Consider the philosophy underpinning Wojciechowski’s lineup shuffle Saturday. Afforded seven days between games, the Golden Eagles coach pretty evidently put everyone on notice. He said a lineup with Andrew Rowsey and Duane Wilson in the backcourt and sophomore Matt Heldt at center caught his eye. “I absolutely loved their spirit, I loved their camaraderie, and I loved their fight,” Wojciechowski said. So the group of Jake Fischer, JaJuan Johnson and Hannif Cheatham would not add another start to the 72 they’d combined to compile this season. Johnson—the team’s third-leading scorer and a senior who averages 26.4 minutes per game—didn’t get off the bench at all.
And Wojciechowski classified it as an easy decision. “I didn’t think we had [the spirit] to the level that this time of the year, in this league, requires,” he said. “That was the number one thing we needed to get fixed. So we were trying to use this week to find guys that we felt would fight for the program. Those guys did.”
(The attitude readjustment also would catch everyone up to the head coach, who had not deviated from an extremely visceral need to succeed. When Heldt fouled out with 8:25 to play Saturday, the call literally brought Wojciechowski to his knees on the sideline. At the time, Marquette led by 17.)

• _Provided information_
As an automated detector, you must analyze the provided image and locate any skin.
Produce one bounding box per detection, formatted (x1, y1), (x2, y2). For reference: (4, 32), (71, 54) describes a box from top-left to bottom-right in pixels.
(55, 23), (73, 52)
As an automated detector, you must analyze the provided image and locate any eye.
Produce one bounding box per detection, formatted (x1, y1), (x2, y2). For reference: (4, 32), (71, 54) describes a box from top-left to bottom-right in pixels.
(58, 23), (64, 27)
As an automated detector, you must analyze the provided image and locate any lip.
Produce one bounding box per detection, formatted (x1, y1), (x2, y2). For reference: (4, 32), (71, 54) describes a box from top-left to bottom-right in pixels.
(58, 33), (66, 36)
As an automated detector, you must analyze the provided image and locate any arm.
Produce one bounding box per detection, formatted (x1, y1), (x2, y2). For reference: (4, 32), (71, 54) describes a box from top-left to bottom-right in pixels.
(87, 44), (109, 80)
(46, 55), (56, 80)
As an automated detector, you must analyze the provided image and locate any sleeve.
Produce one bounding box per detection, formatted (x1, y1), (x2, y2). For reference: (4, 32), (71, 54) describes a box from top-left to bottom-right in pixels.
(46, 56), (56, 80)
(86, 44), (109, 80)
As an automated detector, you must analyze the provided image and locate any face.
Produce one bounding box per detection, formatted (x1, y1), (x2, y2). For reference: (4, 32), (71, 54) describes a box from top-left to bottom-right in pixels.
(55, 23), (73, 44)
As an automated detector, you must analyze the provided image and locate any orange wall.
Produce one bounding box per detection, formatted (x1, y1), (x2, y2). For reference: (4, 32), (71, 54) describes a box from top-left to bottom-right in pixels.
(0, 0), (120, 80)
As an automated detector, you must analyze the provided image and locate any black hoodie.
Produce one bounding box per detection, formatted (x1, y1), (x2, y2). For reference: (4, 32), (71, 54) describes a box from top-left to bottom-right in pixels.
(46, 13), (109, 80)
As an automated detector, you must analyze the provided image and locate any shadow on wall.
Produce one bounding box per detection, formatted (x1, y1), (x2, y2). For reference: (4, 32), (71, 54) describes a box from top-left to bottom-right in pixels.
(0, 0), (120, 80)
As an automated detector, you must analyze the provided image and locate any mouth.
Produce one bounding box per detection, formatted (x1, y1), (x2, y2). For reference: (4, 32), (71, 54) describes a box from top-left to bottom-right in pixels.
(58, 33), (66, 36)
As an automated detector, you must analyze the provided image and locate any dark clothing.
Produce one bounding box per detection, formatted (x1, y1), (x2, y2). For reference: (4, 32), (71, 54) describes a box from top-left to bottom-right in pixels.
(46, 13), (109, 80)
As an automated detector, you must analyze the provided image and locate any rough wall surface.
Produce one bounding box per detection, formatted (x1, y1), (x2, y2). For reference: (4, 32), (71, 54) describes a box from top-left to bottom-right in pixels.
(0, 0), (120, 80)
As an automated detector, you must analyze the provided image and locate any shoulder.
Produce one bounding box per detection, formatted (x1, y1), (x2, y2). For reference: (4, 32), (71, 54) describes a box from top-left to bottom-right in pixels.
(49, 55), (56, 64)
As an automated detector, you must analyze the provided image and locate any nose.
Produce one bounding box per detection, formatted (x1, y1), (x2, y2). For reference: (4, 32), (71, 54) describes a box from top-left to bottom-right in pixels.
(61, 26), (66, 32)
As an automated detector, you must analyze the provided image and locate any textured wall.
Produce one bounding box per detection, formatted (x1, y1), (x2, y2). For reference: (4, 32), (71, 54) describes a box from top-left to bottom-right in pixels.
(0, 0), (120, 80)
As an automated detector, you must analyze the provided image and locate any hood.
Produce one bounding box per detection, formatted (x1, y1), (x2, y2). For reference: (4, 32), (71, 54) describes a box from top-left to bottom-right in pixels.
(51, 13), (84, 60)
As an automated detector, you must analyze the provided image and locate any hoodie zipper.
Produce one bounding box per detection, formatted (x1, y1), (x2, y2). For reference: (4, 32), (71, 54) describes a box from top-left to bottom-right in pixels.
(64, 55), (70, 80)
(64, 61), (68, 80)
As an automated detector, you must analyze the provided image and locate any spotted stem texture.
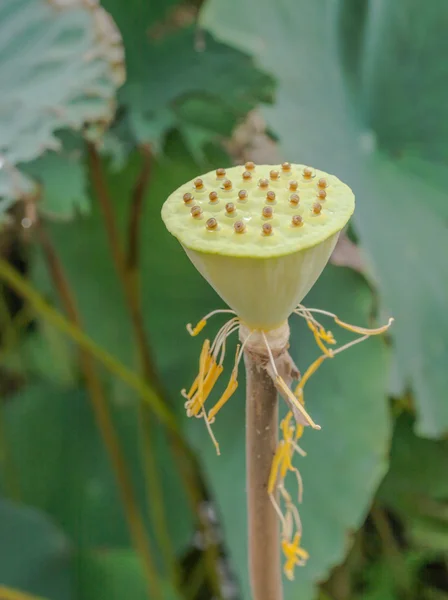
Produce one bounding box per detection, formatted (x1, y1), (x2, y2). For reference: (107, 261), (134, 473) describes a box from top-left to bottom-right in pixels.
(244, 351), (283, 600)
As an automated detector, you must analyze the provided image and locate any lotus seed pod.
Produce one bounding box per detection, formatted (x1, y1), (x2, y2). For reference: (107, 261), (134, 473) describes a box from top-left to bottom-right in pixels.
(162, 163), (355, 331)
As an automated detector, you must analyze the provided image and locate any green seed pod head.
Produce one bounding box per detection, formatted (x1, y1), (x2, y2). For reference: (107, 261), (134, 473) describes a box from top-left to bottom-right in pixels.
(162, 163), (355, 330)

• _To do_
[a] Decide whether each statement agrees with the lineup passage, answering yes or no and quoting the deciding words: (i) Johnson did not play in Saturday's game; (ii) Wojciechowski described the lineup change as a hard decision; (iii) Marquette was behind when Heldt fouled out.
[b] Repeat the lineup passage word for word, starting with "(The attitude readjustment" and going on through "led by 17.)".
[c] Name every player mentioned in the lineup passage.

• _Task-by-task outputs_
[a]
(i) Yes: "didn’t get off the bench at all."
(ii) No: "And Wojciechowski classified it as an easy decision."
(iii) No: "At the time, Marquette led by 17."

[b]
(The attitude readjustment also would catch everyone up to the head coach, who had not deviated from an extremely visceral need to succeed. When Heldt fouled out with 8:25 to play Saturday, the call literally brought Wojciechowski to his knees on the sideline. At the time, Marquette led by 17.)

[c]
Andrew Rowsey
Duane Wilson
Matt Heldt
Jake Fischer
JaJuan Johnson
Hannif Cheatham